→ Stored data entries
----

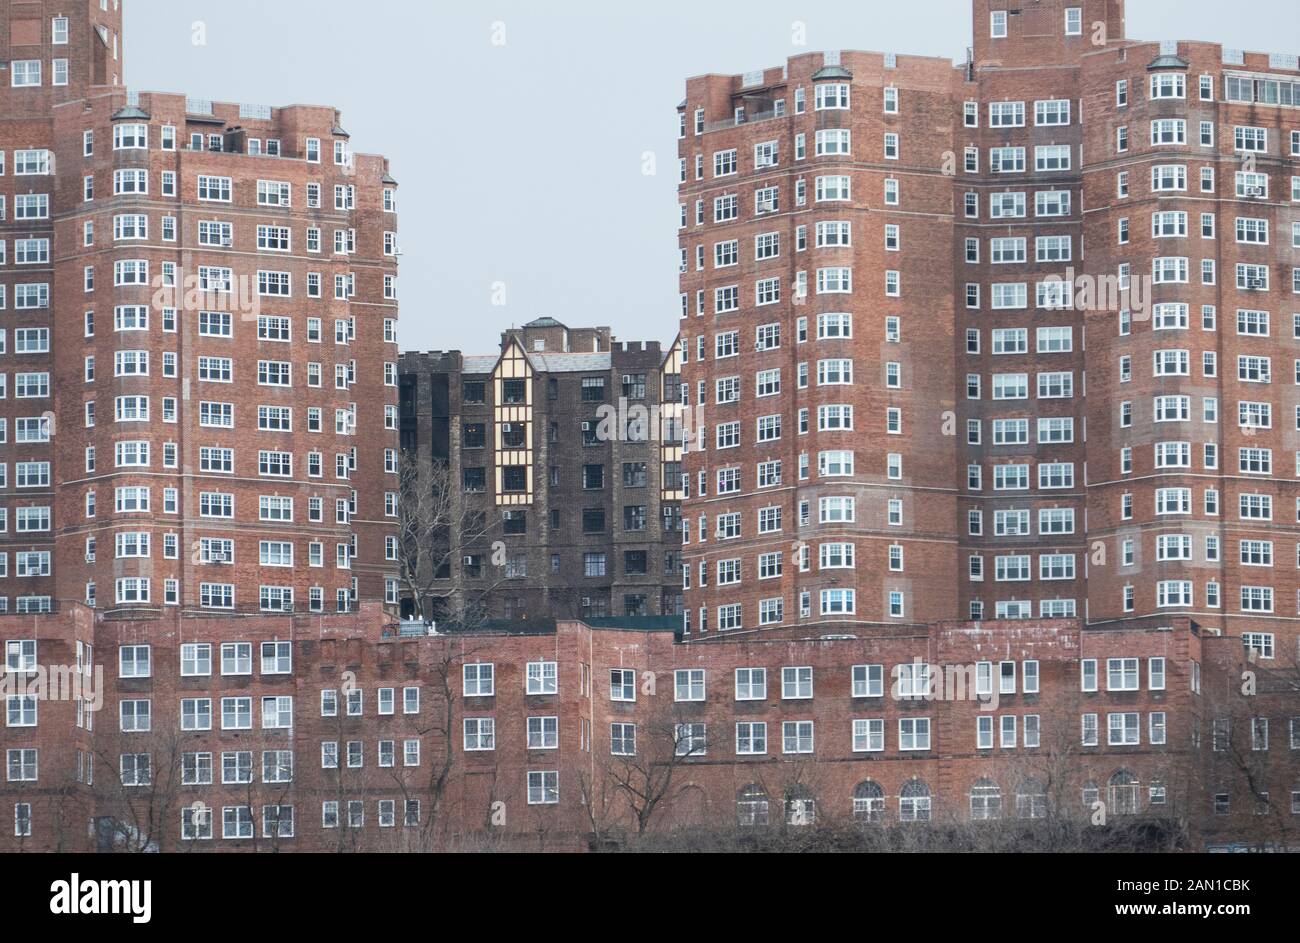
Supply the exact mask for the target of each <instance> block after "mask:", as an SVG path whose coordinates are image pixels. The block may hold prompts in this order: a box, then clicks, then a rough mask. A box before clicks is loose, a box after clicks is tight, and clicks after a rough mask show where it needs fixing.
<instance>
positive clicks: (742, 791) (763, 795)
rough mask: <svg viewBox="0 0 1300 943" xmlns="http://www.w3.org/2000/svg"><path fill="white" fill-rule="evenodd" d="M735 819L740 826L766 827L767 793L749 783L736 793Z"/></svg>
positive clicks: (756, 784)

----

→ Task description
Tell how many lines in the records above carry the word "clicks". Only the number should appear in the reply.

→ Reply
3